[Records from a dataset]

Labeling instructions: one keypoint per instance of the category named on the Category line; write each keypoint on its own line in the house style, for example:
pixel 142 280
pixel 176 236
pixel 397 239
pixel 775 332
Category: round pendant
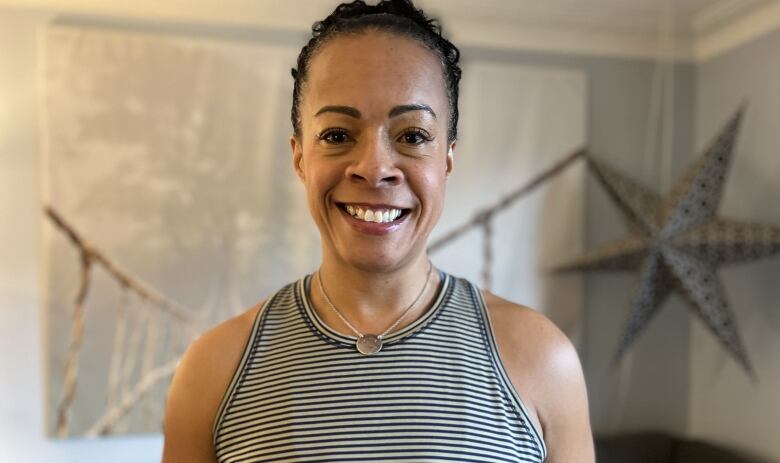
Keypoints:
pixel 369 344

---

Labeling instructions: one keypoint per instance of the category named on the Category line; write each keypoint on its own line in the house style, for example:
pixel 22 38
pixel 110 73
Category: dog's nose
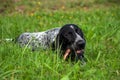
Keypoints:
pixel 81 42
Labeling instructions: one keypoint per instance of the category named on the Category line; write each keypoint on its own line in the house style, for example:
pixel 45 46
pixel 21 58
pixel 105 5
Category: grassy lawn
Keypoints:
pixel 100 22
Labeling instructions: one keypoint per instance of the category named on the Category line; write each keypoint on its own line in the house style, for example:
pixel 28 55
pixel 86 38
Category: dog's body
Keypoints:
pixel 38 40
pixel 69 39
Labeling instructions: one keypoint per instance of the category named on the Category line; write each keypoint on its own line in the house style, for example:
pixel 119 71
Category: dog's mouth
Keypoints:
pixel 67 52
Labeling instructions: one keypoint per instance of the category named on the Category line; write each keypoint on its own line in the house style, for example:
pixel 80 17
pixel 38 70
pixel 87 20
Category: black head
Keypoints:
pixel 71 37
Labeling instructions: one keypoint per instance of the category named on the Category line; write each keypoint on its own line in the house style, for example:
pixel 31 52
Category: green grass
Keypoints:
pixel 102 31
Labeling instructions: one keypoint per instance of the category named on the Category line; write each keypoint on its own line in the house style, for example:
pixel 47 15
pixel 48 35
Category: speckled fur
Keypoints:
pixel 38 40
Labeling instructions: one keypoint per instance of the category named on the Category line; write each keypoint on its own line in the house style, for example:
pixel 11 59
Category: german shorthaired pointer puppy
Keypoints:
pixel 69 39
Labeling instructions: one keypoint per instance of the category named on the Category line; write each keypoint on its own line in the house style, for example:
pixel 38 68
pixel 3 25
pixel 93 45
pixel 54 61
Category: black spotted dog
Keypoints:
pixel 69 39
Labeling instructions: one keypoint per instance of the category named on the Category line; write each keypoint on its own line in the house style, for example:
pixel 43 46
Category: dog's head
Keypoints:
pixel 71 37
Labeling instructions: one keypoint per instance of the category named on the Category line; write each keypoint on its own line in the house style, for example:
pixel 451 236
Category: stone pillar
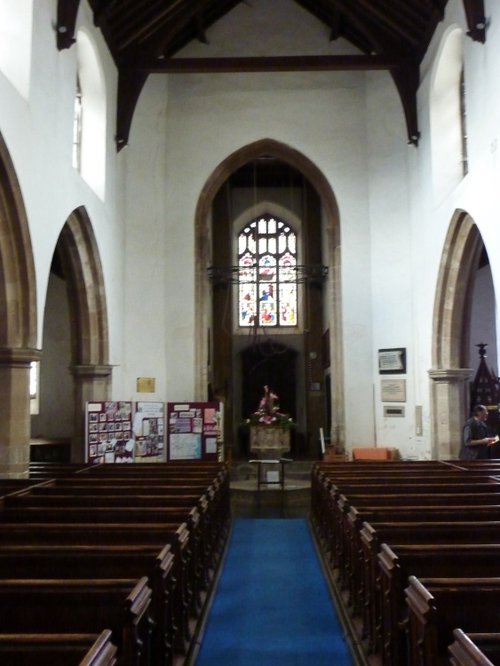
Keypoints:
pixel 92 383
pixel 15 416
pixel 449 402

...

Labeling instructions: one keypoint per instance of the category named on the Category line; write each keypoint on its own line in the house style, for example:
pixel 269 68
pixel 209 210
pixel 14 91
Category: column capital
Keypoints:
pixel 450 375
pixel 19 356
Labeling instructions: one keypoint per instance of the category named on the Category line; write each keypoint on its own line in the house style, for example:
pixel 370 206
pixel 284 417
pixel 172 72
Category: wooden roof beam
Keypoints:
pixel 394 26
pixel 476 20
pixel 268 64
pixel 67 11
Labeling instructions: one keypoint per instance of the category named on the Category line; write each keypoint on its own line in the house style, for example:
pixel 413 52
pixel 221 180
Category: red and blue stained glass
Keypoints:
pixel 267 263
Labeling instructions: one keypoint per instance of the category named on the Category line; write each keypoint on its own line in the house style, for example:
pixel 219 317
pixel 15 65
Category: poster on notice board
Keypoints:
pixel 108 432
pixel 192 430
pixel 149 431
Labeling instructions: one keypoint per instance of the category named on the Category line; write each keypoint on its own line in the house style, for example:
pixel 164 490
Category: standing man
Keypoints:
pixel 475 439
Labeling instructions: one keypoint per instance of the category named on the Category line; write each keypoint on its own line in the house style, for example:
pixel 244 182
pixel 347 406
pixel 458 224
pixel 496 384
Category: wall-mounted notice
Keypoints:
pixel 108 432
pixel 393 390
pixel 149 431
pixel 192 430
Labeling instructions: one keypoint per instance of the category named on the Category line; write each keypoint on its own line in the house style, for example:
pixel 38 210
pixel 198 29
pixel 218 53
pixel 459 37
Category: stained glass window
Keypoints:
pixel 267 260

**Work request:**
Find the lines in the entries above where "stained" occurs, and copy each of them.

**The completed task:**
Category: red and blue stained glass
Category: stained glass window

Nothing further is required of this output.